Start of Block
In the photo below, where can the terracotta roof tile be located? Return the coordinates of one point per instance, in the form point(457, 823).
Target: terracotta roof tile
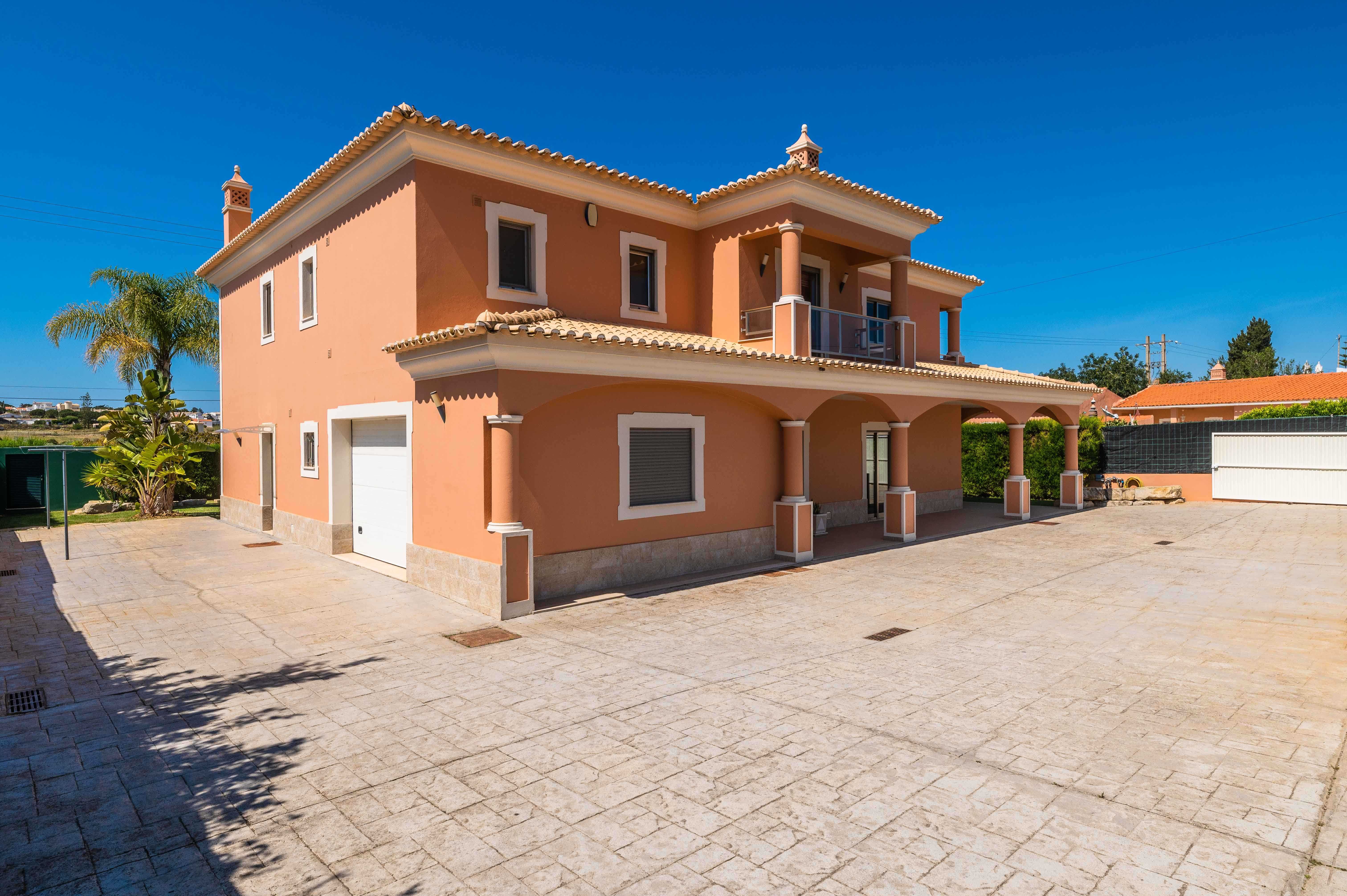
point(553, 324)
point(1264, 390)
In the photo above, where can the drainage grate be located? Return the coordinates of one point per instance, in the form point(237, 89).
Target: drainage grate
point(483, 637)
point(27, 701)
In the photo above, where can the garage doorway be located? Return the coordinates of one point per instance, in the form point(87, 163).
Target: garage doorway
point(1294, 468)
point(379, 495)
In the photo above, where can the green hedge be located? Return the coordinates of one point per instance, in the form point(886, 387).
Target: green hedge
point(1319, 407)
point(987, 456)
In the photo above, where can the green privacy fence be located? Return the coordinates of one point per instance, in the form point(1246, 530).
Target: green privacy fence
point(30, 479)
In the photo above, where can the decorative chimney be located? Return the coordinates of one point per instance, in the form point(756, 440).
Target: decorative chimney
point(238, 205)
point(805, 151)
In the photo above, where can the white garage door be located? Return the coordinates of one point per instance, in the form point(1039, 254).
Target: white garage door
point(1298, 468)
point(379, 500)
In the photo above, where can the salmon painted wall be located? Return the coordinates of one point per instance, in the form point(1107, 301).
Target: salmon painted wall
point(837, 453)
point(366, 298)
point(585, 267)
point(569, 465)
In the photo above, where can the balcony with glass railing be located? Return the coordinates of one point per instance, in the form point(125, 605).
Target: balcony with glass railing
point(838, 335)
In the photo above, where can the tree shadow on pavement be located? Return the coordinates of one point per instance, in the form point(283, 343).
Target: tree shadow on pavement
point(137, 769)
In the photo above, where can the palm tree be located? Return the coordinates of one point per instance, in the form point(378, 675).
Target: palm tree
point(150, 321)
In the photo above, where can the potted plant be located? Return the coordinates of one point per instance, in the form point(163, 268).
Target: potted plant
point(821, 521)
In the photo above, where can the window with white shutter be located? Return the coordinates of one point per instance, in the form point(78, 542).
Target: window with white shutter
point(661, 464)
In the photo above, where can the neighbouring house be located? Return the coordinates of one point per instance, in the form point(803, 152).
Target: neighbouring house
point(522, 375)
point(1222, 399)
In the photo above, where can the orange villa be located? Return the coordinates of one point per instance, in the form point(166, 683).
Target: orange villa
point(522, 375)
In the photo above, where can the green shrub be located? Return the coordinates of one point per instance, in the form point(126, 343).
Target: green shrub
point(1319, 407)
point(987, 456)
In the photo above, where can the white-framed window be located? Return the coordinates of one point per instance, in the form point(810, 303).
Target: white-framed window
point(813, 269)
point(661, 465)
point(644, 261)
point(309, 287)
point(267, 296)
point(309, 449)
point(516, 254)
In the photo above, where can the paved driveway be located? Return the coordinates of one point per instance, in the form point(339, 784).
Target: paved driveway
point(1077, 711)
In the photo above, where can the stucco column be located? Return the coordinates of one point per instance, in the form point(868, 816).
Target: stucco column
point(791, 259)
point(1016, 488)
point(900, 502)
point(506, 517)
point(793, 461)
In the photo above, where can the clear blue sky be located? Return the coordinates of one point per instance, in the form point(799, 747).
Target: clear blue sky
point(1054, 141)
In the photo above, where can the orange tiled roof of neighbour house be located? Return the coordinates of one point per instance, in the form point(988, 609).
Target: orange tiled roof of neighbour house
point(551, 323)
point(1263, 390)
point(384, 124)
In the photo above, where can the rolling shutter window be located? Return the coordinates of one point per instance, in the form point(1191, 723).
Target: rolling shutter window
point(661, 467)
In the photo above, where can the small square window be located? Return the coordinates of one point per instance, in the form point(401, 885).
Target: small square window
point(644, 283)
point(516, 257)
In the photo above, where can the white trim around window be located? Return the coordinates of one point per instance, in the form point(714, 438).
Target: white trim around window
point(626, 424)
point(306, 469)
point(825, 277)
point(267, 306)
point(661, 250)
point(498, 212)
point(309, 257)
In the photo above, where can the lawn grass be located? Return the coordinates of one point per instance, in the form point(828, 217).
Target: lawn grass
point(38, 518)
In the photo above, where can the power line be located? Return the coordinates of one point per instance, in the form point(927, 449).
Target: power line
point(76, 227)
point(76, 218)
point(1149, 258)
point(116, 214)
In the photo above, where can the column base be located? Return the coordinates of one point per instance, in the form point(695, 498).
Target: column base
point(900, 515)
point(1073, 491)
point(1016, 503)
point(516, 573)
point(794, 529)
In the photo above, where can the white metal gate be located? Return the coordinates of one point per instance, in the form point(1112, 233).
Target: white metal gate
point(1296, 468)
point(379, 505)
End of Block
Assigned task =>
Of the lines above, extract only those from the line with "Target: paved driveway" to the line with "In the photo above, where can the orange tiled", both included, exactly as written.

Solution for this task =>
Target: paved driveway
point(1077, 711)
In the photo above, where can the stucco column be located? Return the coordinates of one point per instance, in the form point(868, 816).
Target: stucco column
point(791, 259)
point(1016, 488)
point(900, 502)
point(506, 517)
point(793, 461)
In the photo above, where can the clear blue sky be located? Return the coordinates of one point per instance, in the form point(799, 747).
Target: clear blue sky
point(1054, 141)
In the photo above, where can the orange tiled roof of neighbour house be located? Return the coordinates of one point per instance, in the form point(988, 609).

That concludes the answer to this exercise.